• _YOUR ASSIGNMENT_
Below is a block of records; repeat all of them exactly.
++++++++
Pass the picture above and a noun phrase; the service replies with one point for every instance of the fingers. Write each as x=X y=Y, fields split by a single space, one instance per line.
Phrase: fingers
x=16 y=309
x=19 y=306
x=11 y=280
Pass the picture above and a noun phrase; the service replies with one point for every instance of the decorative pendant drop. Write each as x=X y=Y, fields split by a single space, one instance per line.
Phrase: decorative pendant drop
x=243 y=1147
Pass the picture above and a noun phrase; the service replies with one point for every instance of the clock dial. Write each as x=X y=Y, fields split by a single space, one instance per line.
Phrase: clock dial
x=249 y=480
++++++++
• _SOLUTION TO THE EXERCISE_
Pass the picture above and a noun phrase; the service replies with one point for every instance of the fingers. Write each as x=X y=Y, fields split by a single space, one instance per line.
Phrase: fingers
x=16 y=309
x=19 y=306
x=11 y=280
Pass the picture above and a noun phrase; the service replies with one point for every instance of the decorative pendant drop. Write each as x=X y=Y, fields split by a single space, one instance per line.
Phrase: decorative pendant drop
x=243 y=1147
Pass the picture above and a noun phrase; the service replies with one point for every instance of the clock dial. Write each as x=X y=Y, fields split by a single space, one instance per line.
Phrase: clock dial
x=249 y=480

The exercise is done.